Work required — Rewrite everything from the start of the listing below down to the line containing "point(227, 152)", requests included, with each point coordinate in the answers multiplied by 0.55 and rounded to a whole number, halves going up. Leave the pictures out.

Object position labeling entries —
+++

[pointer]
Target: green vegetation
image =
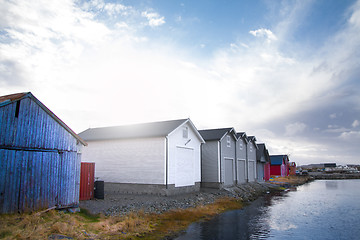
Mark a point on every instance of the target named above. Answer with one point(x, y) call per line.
point(83, 225)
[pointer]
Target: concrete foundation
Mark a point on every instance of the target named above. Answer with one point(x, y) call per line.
point(153, 189)
point(215, 185)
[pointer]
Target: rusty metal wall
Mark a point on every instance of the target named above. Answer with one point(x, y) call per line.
point(39, 160)
point(87, 179)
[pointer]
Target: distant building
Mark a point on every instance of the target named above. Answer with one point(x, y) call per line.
point(40, 157)
point(329, 165)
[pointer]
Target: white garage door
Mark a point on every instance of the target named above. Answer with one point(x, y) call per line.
point(185, 169)
point(241, 171)
point(229, 172)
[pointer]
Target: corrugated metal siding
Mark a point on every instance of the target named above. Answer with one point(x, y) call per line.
point(33, 128)
point(40, 163)
point(209, 162)
point(87, 179)
point(260, 171)
point(139, 161)
point(267, 171)
point(227, 152)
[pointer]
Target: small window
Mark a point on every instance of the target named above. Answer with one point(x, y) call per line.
point(17, 109)
point(186, 132)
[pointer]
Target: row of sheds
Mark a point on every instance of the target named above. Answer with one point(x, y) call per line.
point(41, 157)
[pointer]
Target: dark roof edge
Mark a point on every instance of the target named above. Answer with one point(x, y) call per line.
point(56, 118)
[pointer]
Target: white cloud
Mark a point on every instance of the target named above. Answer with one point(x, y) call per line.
point(294, 128)
point(350, 136)
point(356, 123)
point(262, 32)
point(154, 18)
point(332, 116)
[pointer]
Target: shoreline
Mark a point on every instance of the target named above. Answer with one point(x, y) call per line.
point(334, 176)
point(139, 216)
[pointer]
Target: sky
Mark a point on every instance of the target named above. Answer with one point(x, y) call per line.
point(287, 72)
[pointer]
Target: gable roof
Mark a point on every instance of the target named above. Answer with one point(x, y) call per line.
point(262, 151)
point(8, 99)
point(277, 159)
point(142, 130)
point(216, 134)
point(242, 135)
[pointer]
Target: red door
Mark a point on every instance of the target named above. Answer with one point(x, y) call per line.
point(87, 178)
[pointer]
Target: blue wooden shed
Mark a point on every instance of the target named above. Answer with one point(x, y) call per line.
point(40, 157)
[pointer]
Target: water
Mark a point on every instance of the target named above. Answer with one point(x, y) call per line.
point(323, 209)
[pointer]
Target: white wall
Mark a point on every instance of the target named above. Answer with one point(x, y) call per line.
point(191, 172)
point(128, 161)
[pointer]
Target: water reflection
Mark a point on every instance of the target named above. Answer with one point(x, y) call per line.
point(326, 209)
point(331, 185)
point(247, 223)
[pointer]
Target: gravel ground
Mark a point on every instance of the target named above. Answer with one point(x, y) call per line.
point(120, 204)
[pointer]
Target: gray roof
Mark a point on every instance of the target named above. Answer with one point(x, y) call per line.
point(214, 134)
point(143, 130)
point(262, 150)
point(241, 134)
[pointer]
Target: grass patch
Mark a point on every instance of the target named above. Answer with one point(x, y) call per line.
point(92, 218)
point(292, 180)
point(135, 225)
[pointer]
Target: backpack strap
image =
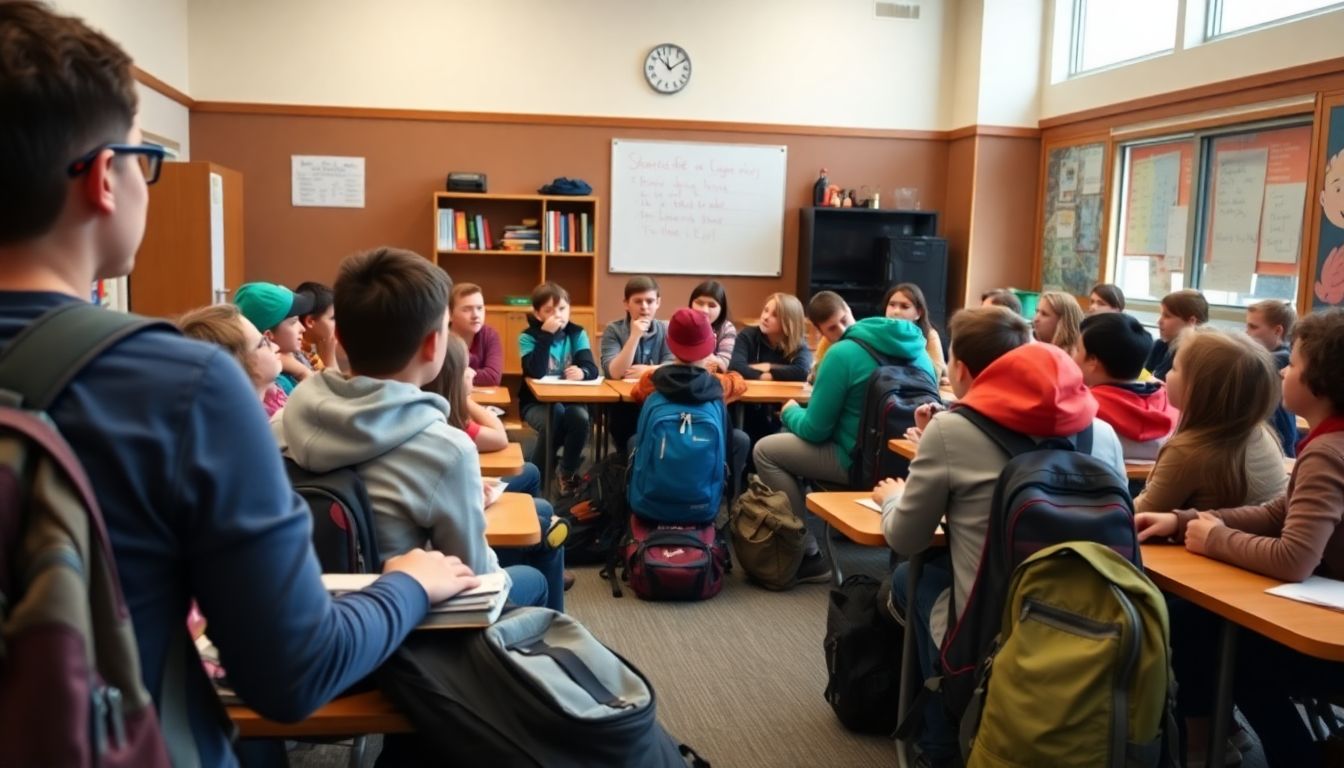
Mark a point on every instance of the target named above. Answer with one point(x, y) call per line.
point(38, 365)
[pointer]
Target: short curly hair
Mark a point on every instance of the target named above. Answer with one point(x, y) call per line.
point(1320, 344)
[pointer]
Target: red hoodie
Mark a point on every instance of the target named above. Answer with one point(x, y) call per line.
point(1137, 410)
point(1035, 389)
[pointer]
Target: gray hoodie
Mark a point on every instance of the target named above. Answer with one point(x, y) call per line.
point(424, 476)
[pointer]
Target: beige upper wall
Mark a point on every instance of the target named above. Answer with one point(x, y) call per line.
point(1316, 38)
point(807, 62)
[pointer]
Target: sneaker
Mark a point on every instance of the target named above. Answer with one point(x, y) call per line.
point(813, 569)
point(558, 533)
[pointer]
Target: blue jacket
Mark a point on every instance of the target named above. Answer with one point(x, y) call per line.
point(198, 506)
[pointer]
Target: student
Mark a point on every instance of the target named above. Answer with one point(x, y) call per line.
point(1180, 310)
point(692, 340)
point(1289, 538)
point(829, 315)
point(1032, 389)
point(907, 303)
point(487, 433)
point(424, 478)
point(276, 310)
point(554, 346)
point(1270, 323)
point(319, 346)
point(225, 326)
point(191, 487)
point(819, 439)
point(1001, 297)
point(1112, 354)
point(776, 350)
point(1223, 453)
point(484, 351)
point(711, 300)
point(1058, 318)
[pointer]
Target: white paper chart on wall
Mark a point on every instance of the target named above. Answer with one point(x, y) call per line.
point(684, 207)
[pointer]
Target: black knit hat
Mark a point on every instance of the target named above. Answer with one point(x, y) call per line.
point(1118, 342)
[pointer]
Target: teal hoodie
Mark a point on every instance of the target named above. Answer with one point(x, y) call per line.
point(832, 416)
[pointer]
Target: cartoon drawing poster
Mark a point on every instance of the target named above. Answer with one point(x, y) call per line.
point(1328, 284)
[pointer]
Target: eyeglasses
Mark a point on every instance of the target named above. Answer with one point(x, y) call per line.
point(151, 158)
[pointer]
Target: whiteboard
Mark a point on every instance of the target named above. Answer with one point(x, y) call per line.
point(682, 207)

+++

Solution to this problem —
[pointer]
Target: green vegetation
image =
Mark a point on every instance of the target named above. Answer with one point(x, y) call per line.
point(46, 124)
[pointer]
Target: concrete foundation
Mark a point on every instance of the target named above. Answer with one point(x, y) call per line.
point(84, 104)
point(118, 102)
[pointer]
Target: rusty metal wall
Mark a point on every instance of the target named above. Answer with one point(x, y) call per line.
point(21, 88)
point(48, 98)
[pointer]
Target: distant building
Mark a point on every instance of the target named above. Answer with one point(x, y) call per line.
point(22, 86)
point(181, 91)
[pointer]
Target: white garage door
Mark a point on every instance of the target named above. Answer with one point(x, y) call per line.
point(102, 93)
point(133, 94)
point(126, 95)
[pointer]
Target: corrugated metal siding
Mark a point on every instance of the target named above. Answer with one point(x, y) call per line.
point(18, 70)
point(22, 90)
point(115, 89)
point(48, 98)
point(143, 94)
point(76, 89)
point(147, 94)
point(125, 84)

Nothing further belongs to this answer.